--- Belge alıntısı ---
Yiğit Bulut: Türkiye'de kriz yok; yeni bir model doğuyor, doğum sancıları normal!

Yiğit Bulut: Türkiye'de kriz yok; yeni bir model doğuyor, doğum sancıları normal!

Cumhurbaşkanı Başdanışmanı Yiğit Bulut, doların Türk Lirası karşısında son olarak 3.40'ı görmesiyle başlayan 'ekonomik kriz' söylentileriyle ilgili olarak "Küresel dalgaların Türkiye'ye etkilerini 'kriz' olarak algılayan - algılatanlara asla kulak vermeyin. Türkiye'de kriz yok ve olmayacak. Türkiye değişecek, değişiyor, büyüyecek, büyüyor ve en önemlisi üretiyor ama çok daha fazla üretecek. Üretim ve bilgi odaklı yeni bir model doğuyor, doğum sancıları normal" görüşünü savundu.

Yiğit Bulut'un Star'da "Türkiye ve dünya genelinde ekonomik denklem ve paradigma değişiyor!" başlığıyla yayımlanan (23 Kasım 2016) yazısı şöyle:

Türkiye’de özellikle ekonomik-siyasi denklemdeki son gelişmeleri sorgulayanlar, hala klasik sistem üzerinden sebep-sonuç ilişkisi kurmaya çalışıyorlarsa ve hala eski alışkanlıklara göre çıkarımlar yapıyorlarsa, NET VE KESİN çıkarımlara varmaları çok zor! 

Çıkarım 1: Lineer gözlemler ve lineer sorgulamalar, sıçrama yapan GERÇEĞİMİZİ anlamanıza imkan vermez! 

Peki “lineer-doğrusal sebep-sonuç ilişkisi” kuranlar yaşananları neden analiz edemiyorlar?

Sevgili dostlarım, gelişmeleri eski anlayış ve alışkanlık ile analiz edip de “sonuca” varamayanlar, değişen denklem ve gerçeği idrak edemedikleri için zorlanıyorlar... SEÇİLMİŞ CUMHURBAŞKANI-YENİ ANAYASA-YENİ TÜRKİYE gibi gerçekler idrak edilip denklemler buna göre sorgulanınca başta güç merkezleri dahil birçok tanımlama değişiyor... Bu tespitler eşliğinde varılan sonuç açık.

Çıkarım 2: Değişimi doğru gözlemleyip, taşları yerine oturtabilenler, doğru sebep-sonuç ilişkisini kurabilirler...
--- Veri satırları ---
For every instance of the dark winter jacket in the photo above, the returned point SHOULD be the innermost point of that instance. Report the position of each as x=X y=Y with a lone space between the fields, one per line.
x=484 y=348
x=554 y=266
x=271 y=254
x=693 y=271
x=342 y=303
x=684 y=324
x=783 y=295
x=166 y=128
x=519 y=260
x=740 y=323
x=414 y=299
---
*Görev*. Belge alıntısını "Cumhurbaşkanı Başdanışmanı Yiğit" sözlerinin geçtiği yerden başlayıp "varmaları çok zor!" sözlerinden sonra bitecek şekilde yeniden yazın; bu sırada "Küresel" yerine "Uluslararası" kullanın.

*Çözüm*.
Cumhurbaşkanı Başdanışmanı Yiğit Bulut, doların Türk Lirası karşısında son olarak 3.40'ı görmesiyle başlayan 'ekonomik kriz' söylentileriyle ilgili olarak "Uluslararası dalgaların Türkiye'ye etkilerini 'kriz' olarak algılayan - algılatanlara asla kulak vermeyin. Türkiye'de kriz yok ve olmayacak. Türkiye değişecek, değişiyor, büyüyecek, büyüyor ve en önemlisi üretiyor ama çok daha fazla üretecek. Üretim ve bilgi odaklı yeni bir model doğuyor, doğum sancıları normal" görüşünü savundu.

Yiğit Bulut'un Star'da "Türkiye ve dünya genelinde ekonomik denklem ve paradigma değişiyor!" başlığıyla yayımlanan (23 Kasım 2016) yazısı şöyle:

Türkiye’de özellikle ekonomik-siyasi denklemdeki son gelişmeleri sorgulayanlar, hala klasik sistem üzerinden sebep-sonuç ilişkisi kurmaya çalışıyorlarsa ve hala eski alışkanlıklara göre çıkarımlar yapıyorlarsa, NET VE KESİN çıkarımlara varmaları çok zor!